ROWS:

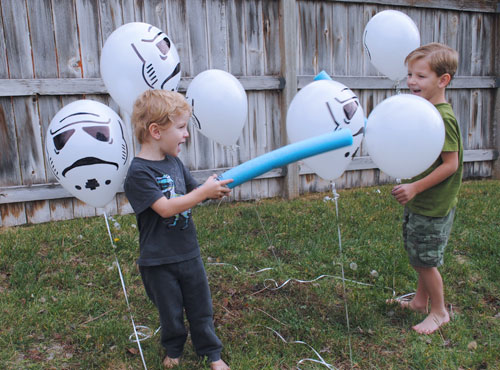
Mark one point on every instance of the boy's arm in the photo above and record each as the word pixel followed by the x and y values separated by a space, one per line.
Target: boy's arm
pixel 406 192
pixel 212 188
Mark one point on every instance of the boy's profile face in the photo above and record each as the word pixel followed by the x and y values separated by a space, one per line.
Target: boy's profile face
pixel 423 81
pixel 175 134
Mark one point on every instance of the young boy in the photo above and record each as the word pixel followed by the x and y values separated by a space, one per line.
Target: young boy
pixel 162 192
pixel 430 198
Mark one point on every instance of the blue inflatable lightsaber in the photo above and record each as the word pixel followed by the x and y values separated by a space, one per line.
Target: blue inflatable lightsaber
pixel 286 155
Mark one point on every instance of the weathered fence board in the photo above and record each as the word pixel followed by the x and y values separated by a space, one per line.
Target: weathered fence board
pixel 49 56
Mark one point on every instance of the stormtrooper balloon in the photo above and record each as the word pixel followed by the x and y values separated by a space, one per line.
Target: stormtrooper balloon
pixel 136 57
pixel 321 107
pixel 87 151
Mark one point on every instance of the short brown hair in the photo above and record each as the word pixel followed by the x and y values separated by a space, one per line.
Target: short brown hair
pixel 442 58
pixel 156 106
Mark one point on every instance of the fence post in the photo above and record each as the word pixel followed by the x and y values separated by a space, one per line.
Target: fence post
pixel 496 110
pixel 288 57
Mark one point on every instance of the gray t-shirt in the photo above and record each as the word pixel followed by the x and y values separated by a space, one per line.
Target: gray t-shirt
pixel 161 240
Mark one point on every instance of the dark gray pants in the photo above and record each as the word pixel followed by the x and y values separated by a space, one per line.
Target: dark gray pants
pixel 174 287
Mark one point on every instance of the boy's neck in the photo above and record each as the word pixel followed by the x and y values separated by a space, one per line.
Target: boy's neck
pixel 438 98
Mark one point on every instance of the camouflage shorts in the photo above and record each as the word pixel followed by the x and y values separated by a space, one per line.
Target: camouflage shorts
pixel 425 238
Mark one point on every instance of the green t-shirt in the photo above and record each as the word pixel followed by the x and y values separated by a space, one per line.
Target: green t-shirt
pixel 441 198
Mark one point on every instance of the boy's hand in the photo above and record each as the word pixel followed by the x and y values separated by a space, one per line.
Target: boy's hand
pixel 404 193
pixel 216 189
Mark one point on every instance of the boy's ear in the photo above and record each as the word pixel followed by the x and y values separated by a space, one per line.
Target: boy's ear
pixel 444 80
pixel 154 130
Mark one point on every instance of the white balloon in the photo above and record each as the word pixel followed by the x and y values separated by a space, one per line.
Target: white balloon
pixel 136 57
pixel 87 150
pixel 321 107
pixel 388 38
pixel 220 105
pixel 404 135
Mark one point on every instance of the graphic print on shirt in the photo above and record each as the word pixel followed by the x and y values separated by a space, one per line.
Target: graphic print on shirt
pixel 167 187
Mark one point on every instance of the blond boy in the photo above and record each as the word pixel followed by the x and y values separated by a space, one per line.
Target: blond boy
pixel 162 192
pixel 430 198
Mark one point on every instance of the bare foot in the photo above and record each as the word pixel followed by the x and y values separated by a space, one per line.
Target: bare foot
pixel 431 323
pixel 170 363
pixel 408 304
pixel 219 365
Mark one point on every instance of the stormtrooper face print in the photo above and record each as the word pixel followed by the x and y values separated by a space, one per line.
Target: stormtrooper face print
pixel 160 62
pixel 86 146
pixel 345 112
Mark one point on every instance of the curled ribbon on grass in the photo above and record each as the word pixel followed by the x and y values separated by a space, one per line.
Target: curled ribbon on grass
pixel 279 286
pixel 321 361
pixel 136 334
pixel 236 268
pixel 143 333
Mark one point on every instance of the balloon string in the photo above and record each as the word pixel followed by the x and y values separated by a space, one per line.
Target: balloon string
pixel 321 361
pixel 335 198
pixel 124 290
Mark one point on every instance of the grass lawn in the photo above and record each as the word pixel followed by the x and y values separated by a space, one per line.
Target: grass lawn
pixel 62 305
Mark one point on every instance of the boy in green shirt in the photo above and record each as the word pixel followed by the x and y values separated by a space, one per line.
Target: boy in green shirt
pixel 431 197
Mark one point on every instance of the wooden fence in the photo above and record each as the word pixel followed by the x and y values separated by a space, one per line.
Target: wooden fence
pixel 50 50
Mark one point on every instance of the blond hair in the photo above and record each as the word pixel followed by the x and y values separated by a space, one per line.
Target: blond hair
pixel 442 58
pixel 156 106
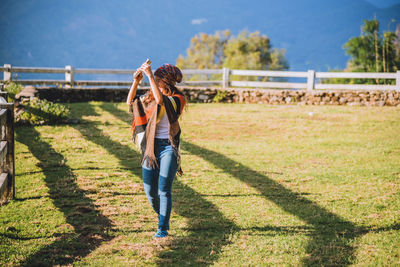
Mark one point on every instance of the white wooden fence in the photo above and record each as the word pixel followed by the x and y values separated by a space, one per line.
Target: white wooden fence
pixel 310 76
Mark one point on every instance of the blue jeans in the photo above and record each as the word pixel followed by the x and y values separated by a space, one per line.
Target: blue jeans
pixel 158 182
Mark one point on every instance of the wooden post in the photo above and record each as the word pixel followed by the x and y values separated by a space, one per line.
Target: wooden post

PROBLEM: Please copy the records word for word, from the line that contains "Mark one point on every instance of the weathered" to the line that contains "pixel 87 151", including both of those lines.

ANSWER FOR THIS EXERCISE:
Mark one point on every instance of the weathered fence board in the photo above and record each as the word pixel followed by the x and y values separated by a space, one per line.
Target: weathered fence board
pixel 49 56
Mark one point on every instance of the stormtrooper balloon in the photo above and record each as the word pixel followed by the x and y values separated by a space, one per line.
Target: stormtrooper balloon
pixel 136 57
pixel 321 107
pixel 87 151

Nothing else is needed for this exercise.